>> Begin
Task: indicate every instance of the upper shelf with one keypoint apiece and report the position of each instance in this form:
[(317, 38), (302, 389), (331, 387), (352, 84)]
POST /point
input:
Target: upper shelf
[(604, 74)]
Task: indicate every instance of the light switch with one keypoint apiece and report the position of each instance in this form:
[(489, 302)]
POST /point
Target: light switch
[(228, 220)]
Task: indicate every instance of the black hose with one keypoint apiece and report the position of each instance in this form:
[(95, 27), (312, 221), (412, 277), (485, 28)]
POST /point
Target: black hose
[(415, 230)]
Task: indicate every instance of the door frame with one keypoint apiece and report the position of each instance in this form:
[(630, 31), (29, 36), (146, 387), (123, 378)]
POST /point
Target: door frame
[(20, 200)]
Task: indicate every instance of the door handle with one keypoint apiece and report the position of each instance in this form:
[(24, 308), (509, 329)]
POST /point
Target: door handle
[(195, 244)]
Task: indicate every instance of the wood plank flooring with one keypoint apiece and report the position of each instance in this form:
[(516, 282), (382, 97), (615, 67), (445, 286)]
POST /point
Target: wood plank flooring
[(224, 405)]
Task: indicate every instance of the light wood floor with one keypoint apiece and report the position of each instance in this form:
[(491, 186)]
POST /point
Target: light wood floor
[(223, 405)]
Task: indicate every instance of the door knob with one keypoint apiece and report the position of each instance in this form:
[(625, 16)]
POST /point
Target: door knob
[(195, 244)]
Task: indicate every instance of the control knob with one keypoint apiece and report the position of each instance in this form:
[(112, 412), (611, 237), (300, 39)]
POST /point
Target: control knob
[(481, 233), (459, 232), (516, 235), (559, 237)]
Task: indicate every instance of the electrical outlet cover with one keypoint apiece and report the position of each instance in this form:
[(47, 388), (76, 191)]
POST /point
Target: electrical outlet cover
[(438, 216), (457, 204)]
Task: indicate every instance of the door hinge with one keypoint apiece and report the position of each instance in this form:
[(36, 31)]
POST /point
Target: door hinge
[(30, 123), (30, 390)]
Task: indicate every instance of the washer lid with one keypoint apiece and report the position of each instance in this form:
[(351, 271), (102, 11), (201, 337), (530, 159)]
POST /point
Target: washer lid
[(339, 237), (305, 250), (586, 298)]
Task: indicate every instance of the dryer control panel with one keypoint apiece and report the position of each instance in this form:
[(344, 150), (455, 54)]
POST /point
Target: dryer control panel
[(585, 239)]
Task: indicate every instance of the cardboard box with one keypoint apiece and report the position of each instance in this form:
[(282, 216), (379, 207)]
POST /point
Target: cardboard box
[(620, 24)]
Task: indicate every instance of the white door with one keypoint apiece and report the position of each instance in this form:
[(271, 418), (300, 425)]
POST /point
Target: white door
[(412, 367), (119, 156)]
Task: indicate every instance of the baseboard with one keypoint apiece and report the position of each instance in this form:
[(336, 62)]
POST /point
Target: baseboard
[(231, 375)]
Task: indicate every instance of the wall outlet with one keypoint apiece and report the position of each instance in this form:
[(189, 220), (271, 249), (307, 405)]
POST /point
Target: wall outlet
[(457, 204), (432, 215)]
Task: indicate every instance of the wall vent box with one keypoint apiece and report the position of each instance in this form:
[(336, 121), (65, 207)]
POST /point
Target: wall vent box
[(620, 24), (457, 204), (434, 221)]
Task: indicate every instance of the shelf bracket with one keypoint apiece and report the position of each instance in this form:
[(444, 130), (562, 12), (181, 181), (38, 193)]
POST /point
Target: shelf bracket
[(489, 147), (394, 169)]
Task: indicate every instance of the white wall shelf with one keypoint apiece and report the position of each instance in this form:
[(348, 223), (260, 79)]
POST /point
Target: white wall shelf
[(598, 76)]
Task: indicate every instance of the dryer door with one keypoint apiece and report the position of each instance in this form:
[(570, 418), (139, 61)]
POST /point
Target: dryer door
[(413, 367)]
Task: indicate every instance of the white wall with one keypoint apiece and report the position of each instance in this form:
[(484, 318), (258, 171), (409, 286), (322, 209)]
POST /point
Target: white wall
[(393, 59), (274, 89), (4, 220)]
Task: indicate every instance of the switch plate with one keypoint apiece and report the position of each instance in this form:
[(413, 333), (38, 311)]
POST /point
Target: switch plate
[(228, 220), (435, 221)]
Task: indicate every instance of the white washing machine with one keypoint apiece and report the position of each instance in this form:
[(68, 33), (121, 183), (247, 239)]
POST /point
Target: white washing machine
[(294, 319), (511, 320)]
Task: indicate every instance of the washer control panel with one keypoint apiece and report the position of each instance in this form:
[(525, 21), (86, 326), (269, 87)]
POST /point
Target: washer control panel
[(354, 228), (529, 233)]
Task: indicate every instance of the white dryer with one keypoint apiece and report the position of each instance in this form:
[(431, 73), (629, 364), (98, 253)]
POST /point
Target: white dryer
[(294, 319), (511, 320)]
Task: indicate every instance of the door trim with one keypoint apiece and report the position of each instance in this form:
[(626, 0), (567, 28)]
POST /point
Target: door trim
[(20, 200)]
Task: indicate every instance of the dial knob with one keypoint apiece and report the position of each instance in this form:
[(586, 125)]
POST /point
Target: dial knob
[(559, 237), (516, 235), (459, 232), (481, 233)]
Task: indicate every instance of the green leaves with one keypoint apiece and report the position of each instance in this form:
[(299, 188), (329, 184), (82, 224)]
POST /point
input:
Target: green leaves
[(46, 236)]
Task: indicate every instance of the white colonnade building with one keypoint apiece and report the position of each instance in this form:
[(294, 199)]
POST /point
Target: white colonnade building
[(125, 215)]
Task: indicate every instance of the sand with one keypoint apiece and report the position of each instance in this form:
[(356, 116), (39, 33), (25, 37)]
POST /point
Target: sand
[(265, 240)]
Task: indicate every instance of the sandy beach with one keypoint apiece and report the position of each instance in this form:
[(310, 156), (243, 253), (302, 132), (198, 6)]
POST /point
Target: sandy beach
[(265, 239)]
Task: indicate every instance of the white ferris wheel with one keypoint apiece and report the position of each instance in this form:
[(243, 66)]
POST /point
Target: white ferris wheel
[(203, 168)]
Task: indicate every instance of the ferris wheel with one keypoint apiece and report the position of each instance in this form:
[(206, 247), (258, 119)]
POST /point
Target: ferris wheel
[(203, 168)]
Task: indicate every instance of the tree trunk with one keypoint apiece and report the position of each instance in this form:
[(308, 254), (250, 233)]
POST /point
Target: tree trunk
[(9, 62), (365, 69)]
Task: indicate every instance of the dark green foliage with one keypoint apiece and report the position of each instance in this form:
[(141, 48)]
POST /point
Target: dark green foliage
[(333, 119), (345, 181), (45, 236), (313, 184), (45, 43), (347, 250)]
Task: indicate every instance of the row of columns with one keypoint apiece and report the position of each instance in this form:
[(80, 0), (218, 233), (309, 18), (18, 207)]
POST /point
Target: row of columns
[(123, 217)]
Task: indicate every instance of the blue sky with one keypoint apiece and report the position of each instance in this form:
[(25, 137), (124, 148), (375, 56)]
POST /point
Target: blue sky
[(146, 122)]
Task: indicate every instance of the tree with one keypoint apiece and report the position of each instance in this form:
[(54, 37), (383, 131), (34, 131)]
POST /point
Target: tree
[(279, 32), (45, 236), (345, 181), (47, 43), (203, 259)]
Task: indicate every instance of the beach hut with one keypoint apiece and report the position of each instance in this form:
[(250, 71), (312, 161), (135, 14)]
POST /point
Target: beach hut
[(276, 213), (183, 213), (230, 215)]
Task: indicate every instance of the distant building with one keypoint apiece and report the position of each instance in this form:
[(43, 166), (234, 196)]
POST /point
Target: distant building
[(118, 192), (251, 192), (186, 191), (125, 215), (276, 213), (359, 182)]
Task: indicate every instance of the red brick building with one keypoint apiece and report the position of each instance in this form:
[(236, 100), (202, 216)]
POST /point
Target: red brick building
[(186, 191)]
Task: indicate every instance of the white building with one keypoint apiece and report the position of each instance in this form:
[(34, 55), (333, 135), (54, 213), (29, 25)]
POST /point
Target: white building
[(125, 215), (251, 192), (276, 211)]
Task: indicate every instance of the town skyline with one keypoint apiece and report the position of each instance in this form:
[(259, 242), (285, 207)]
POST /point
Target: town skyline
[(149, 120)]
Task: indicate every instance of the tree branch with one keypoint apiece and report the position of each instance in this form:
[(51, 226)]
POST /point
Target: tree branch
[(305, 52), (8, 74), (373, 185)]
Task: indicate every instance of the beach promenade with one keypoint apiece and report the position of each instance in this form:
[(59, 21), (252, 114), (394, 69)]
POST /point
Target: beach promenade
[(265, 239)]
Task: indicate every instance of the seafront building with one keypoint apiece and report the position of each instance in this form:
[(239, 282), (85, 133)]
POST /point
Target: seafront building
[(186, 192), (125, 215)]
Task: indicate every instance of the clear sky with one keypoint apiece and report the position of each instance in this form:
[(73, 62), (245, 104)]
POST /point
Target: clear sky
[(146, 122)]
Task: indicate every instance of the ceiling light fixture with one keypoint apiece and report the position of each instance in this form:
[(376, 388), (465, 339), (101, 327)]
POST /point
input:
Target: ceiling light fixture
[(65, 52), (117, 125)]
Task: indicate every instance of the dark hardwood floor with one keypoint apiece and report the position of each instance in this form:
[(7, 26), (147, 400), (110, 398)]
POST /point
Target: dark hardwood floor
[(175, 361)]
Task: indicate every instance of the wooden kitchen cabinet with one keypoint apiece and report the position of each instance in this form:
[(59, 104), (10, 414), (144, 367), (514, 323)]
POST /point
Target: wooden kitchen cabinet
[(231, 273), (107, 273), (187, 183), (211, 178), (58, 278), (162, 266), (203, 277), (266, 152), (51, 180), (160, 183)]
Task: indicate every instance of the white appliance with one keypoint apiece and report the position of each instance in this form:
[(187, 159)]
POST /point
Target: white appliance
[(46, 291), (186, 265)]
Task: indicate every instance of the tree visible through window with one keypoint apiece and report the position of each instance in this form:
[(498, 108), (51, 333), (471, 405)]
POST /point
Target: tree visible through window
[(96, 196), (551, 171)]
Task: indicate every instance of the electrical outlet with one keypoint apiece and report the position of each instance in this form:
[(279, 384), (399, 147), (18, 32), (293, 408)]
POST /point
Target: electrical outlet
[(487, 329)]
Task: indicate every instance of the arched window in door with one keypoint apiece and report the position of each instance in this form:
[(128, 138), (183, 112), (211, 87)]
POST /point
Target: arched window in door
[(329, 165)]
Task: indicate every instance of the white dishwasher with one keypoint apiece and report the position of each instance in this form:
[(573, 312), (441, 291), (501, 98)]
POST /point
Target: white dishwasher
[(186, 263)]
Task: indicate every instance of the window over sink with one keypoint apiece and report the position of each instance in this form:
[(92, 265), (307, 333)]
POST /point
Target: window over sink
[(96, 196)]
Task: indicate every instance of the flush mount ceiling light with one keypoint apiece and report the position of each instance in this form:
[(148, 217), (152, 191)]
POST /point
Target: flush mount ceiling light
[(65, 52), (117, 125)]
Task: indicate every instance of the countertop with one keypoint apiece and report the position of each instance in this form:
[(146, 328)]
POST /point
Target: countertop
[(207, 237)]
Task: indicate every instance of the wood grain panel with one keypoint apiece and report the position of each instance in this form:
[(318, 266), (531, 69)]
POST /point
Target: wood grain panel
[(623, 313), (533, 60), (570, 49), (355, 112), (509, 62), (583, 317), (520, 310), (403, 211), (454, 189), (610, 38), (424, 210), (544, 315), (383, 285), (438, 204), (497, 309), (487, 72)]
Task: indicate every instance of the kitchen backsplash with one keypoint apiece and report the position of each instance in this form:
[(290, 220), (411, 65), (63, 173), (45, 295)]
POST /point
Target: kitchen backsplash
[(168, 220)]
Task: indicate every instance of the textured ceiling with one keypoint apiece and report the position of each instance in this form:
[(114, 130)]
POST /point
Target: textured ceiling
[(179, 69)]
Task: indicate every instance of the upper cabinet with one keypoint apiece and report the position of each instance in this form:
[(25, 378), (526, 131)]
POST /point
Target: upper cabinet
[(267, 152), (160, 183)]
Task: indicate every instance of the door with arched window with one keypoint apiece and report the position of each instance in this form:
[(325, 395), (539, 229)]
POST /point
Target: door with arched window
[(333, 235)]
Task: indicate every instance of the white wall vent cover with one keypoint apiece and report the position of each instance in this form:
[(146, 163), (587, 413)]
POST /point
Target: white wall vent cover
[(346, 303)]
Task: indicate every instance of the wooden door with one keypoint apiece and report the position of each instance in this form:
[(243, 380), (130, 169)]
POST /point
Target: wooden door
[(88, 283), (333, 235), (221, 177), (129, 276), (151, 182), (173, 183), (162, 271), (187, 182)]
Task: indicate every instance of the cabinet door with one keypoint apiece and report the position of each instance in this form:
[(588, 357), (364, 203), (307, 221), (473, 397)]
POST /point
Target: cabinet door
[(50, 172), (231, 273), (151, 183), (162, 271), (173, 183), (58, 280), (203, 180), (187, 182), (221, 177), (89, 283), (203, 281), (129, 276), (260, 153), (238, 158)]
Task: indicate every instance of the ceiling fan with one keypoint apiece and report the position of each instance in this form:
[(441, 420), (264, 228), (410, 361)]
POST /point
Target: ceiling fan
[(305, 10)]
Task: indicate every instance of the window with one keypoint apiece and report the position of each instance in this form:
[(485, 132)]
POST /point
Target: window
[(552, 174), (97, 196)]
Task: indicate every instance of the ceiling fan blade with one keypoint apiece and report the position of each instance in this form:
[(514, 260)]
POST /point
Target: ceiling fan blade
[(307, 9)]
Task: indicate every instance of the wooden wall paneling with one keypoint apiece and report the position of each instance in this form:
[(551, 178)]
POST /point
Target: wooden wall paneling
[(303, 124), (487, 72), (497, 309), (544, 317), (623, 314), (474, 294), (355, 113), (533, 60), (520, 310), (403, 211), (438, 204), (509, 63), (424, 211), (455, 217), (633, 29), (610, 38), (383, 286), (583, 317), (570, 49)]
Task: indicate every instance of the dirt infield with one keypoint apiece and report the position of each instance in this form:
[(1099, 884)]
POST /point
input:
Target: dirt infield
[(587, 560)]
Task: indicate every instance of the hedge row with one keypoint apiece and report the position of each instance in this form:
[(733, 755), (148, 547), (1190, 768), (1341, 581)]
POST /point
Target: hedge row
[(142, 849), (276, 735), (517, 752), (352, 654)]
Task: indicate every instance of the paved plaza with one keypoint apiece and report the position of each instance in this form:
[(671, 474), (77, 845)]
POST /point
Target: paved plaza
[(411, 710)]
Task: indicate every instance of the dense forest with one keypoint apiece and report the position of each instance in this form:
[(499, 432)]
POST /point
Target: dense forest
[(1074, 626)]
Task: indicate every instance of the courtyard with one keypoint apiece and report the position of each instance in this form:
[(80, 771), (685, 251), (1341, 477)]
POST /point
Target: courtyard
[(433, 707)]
>> End
## DIRECTIONS
Starting with the line that contains "Task: indicate every instance of the tree with" and going on through the line that contains "[(279, 32), (45, 236), (345, 181), (47, 43), (203, 259)]", recast those lines above as a Markdown table with the columns Row and Line. Leave out any blank lines.

## TASK OUTPUT
| Row | Line |
|---|---|
| 1 | Task: indicate every instance of the tree with one keypoint apiece and report the position of each instance in this form: |
| 2 | [(54, 37), (383, 131), (34, 131)] |
| 3 | POST /point |
| 4 | Target: tree |
| 5 | [(279, 32), (45, 236), (345, 181), (47, 43), (203, 259)] |